**Exercise details:** Rewrite the records below, replacing "set a pin" with "place a marker" everywhere it occurs and leaving everything else unchanged. Leave the pictures out of your answer.

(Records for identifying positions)
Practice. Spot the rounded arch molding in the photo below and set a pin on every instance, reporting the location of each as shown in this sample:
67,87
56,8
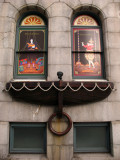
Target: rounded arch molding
31,8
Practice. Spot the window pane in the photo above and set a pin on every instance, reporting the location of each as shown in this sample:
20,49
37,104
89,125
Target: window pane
86,40
29,137
84,20
31,63
32,20
87,64
91,137
32,40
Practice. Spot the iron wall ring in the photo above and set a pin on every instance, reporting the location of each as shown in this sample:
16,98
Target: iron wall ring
54,131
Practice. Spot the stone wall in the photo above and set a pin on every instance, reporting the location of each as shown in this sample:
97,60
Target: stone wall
59,14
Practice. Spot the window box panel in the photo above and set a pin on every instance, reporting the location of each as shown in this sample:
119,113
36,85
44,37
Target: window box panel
27,138
86,40
91,137
87,65
32,39
31,63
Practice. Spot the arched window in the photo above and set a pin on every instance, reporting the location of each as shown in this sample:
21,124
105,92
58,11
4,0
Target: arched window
87,48
31,47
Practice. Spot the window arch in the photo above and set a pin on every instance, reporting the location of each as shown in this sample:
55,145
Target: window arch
31,47
87,47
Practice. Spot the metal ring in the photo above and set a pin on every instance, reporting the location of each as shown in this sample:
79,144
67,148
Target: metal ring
54,131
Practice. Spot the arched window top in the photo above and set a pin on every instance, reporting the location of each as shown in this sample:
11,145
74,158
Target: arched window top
87,47
85,20
31,47
32,20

**Answer for the task:**
Practice. Spot the rounded arch molding in the photo below and place a marker on every instance, reporting the location of each as shown in this sample:
67,87
56,8
Target: rounded arch molding
31,8
Practice. Spot the window pane in the photo above and place a marker on every instance, reporting the location of each as shown in this sample:
20,49
37,104
89,125
Target: window pane
86,40
29,137
84,20
31,63
32,20
87,64
91,137
32,40
Practice. Spot the iron wall ring in the photo above and place a marker on every instance, reporting the location of each as shown in this sample:
16,98
Target: iron wall ring
54,131
Practice. Spot the stone wall in the photo above and place a marker on every instance, reporting the location of each as shown in this sample:
97,60
Target: stone wall
59,14
Practice. Spot the window box panel in the photo above and place a marker on every instance, reporting the location of each as shown in this sample:
119,113
36,85
44,37
Target: window box panel
27,138
86,40
91,137
87,65
32,39
31,63
Practice. Spot the arched window in the photo above and place a marker on every instance, reporting the location of each as shown in this sample:
21,124
105,92
58,11
4,0
Target: arched window
87,48
31,47
Practice. Spot the window arch in the photo above and place a marker on every instance, reporting the location of each as shown in this sample:
55,145
Target: window arch
31,47
87,47
Practice. Spot the metal ring in the photo above and place a marker on every instance, reporting the location of each as shown in this sample:
79,144
67,148
Target: metal ring
54,131
Practice. Spot the arched window top in the photo above and place a marker on every instance, reporting the location of each as shown in this sample:
11,145
74,158
Target: arched window top
87,47
85,20
31,47
32,20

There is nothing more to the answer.